▸ **What to work on**:
Pick out every line in the records below that contains the string "tree", and copy each of those lines. The match is case-sensitive.

[Rows from a box labeling dataset]
────────────────────
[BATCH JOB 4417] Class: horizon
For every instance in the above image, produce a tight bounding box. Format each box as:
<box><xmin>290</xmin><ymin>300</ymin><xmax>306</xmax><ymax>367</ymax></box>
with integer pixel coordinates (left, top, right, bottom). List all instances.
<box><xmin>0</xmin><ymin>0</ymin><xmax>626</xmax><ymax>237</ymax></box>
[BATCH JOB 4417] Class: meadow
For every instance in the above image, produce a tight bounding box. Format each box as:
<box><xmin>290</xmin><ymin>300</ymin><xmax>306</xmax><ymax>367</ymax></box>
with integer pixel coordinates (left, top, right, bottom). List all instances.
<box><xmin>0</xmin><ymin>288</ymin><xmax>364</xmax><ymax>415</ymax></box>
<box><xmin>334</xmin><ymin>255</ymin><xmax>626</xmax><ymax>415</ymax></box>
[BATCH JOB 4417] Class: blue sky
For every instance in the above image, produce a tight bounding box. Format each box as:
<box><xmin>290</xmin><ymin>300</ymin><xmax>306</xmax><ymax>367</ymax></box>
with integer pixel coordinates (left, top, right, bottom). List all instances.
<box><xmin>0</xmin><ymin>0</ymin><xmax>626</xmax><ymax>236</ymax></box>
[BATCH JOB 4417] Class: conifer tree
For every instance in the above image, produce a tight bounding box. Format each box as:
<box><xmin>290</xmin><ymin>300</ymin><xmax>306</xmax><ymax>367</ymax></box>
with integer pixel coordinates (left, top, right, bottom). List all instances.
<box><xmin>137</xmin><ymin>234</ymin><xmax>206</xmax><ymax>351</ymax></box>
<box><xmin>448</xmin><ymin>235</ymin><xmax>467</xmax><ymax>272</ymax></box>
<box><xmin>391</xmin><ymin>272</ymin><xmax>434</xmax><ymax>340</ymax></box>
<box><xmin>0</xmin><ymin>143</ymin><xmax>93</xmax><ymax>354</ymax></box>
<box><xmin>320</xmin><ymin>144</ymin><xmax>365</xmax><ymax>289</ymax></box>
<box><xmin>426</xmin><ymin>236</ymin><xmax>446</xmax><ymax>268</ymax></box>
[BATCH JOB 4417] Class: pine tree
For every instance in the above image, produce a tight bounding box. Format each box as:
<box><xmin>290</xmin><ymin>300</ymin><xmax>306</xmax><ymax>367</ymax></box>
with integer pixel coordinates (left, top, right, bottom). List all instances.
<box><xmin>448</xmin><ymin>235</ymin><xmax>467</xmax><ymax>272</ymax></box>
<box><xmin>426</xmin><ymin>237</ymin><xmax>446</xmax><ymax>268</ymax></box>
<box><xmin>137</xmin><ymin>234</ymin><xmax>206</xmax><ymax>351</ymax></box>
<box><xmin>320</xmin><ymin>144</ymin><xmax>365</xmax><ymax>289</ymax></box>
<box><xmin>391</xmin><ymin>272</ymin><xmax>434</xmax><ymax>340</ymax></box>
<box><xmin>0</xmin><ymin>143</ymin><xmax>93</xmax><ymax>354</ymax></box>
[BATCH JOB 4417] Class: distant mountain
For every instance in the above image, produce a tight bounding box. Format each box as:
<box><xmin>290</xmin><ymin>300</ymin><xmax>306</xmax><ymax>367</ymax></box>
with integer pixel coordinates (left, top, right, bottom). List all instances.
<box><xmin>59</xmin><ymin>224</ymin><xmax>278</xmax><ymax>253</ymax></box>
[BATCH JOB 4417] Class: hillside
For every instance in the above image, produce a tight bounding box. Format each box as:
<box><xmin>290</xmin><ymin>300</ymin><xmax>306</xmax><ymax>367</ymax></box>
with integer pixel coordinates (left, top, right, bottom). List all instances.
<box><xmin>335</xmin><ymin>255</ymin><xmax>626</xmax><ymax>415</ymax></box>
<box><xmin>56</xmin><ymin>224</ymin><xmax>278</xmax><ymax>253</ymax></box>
────────────────────
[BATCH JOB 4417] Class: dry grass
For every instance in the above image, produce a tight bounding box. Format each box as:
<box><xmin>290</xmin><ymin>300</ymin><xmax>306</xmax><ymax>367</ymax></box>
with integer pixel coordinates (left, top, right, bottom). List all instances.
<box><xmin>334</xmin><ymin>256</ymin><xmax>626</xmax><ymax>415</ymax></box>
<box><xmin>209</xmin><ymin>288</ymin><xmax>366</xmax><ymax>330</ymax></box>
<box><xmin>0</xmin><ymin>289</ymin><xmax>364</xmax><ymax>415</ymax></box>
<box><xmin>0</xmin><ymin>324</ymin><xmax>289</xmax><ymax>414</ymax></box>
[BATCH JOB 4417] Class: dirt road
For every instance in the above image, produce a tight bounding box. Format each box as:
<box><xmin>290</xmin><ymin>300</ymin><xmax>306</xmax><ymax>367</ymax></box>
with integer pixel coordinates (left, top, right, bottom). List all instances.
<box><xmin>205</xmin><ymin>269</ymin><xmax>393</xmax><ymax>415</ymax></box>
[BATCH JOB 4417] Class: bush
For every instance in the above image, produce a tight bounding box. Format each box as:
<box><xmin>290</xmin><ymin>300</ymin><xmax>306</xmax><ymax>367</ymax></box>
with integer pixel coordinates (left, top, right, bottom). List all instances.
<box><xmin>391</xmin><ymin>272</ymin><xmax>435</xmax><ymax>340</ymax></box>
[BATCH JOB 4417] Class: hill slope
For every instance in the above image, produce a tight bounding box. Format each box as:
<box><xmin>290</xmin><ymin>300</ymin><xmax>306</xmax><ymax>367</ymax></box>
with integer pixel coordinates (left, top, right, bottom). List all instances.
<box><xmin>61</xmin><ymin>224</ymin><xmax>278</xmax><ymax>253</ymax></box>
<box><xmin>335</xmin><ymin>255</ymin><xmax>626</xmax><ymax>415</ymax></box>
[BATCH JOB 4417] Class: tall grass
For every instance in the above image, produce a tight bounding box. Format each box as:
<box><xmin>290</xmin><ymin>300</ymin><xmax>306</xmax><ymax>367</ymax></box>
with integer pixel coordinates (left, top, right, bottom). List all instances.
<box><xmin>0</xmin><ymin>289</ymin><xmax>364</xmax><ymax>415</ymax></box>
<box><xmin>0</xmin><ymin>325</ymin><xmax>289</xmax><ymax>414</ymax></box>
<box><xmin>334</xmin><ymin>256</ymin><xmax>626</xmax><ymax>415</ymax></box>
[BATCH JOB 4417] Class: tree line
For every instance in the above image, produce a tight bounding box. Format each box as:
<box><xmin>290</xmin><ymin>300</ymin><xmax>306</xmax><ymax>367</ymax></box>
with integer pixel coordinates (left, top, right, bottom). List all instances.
────────────────────
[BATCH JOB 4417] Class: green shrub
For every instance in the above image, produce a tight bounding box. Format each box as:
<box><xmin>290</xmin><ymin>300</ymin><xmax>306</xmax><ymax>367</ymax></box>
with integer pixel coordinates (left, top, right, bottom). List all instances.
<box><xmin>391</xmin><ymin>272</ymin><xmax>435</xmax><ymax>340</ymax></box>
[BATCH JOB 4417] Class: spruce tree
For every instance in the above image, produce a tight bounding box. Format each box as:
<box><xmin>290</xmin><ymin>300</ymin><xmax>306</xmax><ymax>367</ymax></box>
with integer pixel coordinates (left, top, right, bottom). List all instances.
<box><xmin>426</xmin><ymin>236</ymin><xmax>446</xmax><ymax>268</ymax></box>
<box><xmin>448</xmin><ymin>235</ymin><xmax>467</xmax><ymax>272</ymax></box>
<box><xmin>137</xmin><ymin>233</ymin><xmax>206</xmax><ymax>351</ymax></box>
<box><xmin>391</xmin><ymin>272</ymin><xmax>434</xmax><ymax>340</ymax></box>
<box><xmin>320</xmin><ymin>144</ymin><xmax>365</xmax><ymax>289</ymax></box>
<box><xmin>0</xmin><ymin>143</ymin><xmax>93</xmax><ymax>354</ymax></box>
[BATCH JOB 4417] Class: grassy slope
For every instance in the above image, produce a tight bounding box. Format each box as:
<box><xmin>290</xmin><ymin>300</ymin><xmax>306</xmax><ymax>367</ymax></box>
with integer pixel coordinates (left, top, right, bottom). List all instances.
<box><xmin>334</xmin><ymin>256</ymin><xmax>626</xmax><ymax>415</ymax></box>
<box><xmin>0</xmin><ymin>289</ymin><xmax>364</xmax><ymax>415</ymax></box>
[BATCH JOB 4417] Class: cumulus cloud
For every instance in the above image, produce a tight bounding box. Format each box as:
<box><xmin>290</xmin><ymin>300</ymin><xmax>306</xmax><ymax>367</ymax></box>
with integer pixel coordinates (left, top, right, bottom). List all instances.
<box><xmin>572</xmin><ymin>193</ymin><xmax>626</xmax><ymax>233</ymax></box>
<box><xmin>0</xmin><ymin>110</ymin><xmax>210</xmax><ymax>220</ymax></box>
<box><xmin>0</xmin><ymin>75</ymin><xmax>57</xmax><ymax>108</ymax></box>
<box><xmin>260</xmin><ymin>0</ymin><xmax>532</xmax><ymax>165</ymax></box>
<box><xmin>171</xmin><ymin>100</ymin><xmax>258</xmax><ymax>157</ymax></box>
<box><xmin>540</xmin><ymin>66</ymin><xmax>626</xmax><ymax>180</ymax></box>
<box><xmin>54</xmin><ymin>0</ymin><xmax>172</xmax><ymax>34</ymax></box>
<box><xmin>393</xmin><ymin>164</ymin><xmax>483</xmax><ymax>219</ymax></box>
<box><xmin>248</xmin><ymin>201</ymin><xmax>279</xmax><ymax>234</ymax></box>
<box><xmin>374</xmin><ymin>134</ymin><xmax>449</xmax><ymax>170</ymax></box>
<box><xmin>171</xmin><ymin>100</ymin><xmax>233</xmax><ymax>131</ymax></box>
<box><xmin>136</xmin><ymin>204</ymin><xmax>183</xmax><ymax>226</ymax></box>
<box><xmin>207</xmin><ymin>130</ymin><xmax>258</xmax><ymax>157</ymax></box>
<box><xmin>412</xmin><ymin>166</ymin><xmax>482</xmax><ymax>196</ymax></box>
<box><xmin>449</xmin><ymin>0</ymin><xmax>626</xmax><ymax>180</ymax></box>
────────────────────
▸ **Result**:
[BATCH JOB 4417] Class: conifer tree
[BATCH JOB 4417] Class: pine tree
[BATCH JOB 4417] Class: tree line
[BATCH JOB 4417] Class: spruce tree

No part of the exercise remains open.